From the passage on Firehose below, extract verbatim the portion that opens with the words "Instead, the case" and closes with "update' or 'shawise'.".

● SOURCE EXCERPT
═══

Instead, the case of updating an externally supplied chunk (i.e. one not being developed in a system branch within the Baserock workflows) which has no code changes present against the upstream (either bugfixes or customisation) is clearly a case that Firehose can look at. From here on, we'll refer to this kind of update as a 'simple sha to sha update' or 'shawise'.

Chunks whose repositories carry integration patches or bugfixes could be handled in a couple of ways. Firstly firehose could "merge" either the local changes on top of the new upstream (merge-out), or the new upstream into the local code (merge-in), subtly different trees produced, actual merge operation should be equivalent). Or instead Firehose could rebase the local changes on top of the new code (rebase). Rebases are probably a good approach for rapidly changing components in an as-yet unreleased (or rarely released) system. It will produce a less complex history and also offers the opportunity to remove entirely redundant patches as firehose goes.

Having done these operations (shawise update, merge-in, merge-out or rebase) Firehose can produce an identity for the change and then create a system branch and push the content to that system branch, offering it up for automatic testing before the human integration engineers have to get involved.

What Firehose depends on in an infrastructure

Infrastructurally, Firehose can rely on as little as the git service of a Trove, since it requires somewhere to fetch upstream changes from, somewhere to fetch definitions branches from, and somewhere to push candidate branches to.

Firehose would, in an ideal world, be part of the Baserock infrastructure deployed as standard. Either as part of Trove, or an addon service such as CIAT. Firehose would, again ideally, be subscribed to the change feed from the git service which could then trigger operations. Failing that it should run periodically. Firehose itself requires very little in the way of local resources -- enough disk space to check out git repositories and do merges and enough networking access to the git service and review service to acquire and push branches.

What is left for a human

All Firehose can do is the easy work. It cannot resolve conflicts, it cannot decide if a resultant system is actually good. Human integration engineers still get to do the real thinking part of their current job -- namely the deep thought, semantic quality and evaluative parts while Firehose deals with the drudgery. Also at the end, the human engineer will need to make the decision to do trigger the merge of a Firehose proposed change.

How Firehose might be built

This section attempts to provide a guideline on how an implementation of Firehose might come about. It is not a strict set of requirements and specification because there is still an aspect of research involved in Firehose. The proof-of-concept covered a single mode of operation for a single update method (all-for-one, shawise), the rest will need work.

═══

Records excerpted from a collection
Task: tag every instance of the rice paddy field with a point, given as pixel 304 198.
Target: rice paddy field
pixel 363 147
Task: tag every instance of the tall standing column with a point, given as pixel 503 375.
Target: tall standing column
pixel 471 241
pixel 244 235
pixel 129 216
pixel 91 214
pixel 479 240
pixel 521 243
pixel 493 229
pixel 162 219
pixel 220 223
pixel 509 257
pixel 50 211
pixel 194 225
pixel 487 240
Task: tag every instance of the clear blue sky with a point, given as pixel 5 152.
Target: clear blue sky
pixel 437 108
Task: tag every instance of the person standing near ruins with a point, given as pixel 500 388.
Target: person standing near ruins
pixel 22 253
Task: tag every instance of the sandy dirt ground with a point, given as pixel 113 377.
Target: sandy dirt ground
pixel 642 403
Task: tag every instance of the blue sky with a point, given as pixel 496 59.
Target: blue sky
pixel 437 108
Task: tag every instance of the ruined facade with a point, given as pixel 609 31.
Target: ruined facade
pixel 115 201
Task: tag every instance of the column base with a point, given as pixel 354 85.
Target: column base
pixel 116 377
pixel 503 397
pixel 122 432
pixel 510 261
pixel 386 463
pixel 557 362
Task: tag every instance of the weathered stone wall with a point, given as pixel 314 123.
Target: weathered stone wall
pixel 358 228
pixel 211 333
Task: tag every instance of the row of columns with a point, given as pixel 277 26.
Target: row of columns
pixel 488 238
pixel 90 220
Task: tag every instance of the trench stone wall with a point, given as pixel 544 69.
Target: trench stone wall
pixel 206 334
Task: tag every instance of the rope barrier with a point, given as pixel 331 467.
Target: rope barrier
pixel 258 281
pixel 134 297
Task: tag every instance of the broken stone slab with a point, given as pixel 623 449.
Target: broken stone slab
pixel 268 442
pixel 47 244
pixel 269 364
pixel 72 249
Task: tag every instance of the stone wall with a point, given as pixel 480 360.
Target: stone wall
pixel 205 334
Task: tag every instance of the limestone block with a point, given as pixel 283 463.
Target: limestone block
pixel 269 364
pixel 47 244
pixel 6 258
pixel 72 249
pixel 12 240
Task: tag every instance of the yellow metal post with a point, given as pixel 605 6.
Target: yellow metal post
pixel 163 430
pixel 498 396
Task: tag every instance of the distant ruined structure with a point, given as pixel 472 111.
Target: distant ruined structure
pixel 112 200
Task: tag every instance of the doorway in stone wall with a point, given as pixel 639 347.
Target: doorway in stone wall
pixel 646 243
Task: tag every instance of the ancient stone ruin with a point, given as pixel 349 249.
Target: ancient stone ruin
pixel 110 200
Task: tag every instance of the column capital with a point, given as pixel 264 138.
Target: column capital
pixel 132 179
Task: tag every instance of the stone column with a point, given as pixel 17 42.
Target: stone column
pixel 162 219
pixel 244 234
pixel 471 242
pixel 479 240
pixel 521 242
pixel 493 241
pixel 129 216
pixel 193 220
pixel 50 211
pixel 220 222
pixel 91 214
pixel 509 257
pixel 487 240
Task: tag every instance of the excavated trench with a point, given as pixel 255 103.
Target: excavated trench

═══

● RESPONSE TO THE TASK
Instead, the case of updating an externally supplied chunk (i.e. one not being developed in a system branch within the Baserock workflows) which has no code changes present against the upstream (either bugfixes or customisation) is clearly a case that Firehose can look at. From here on, we'll refer to this kind of update as a 'simple sha to sha update' or 'shawise'.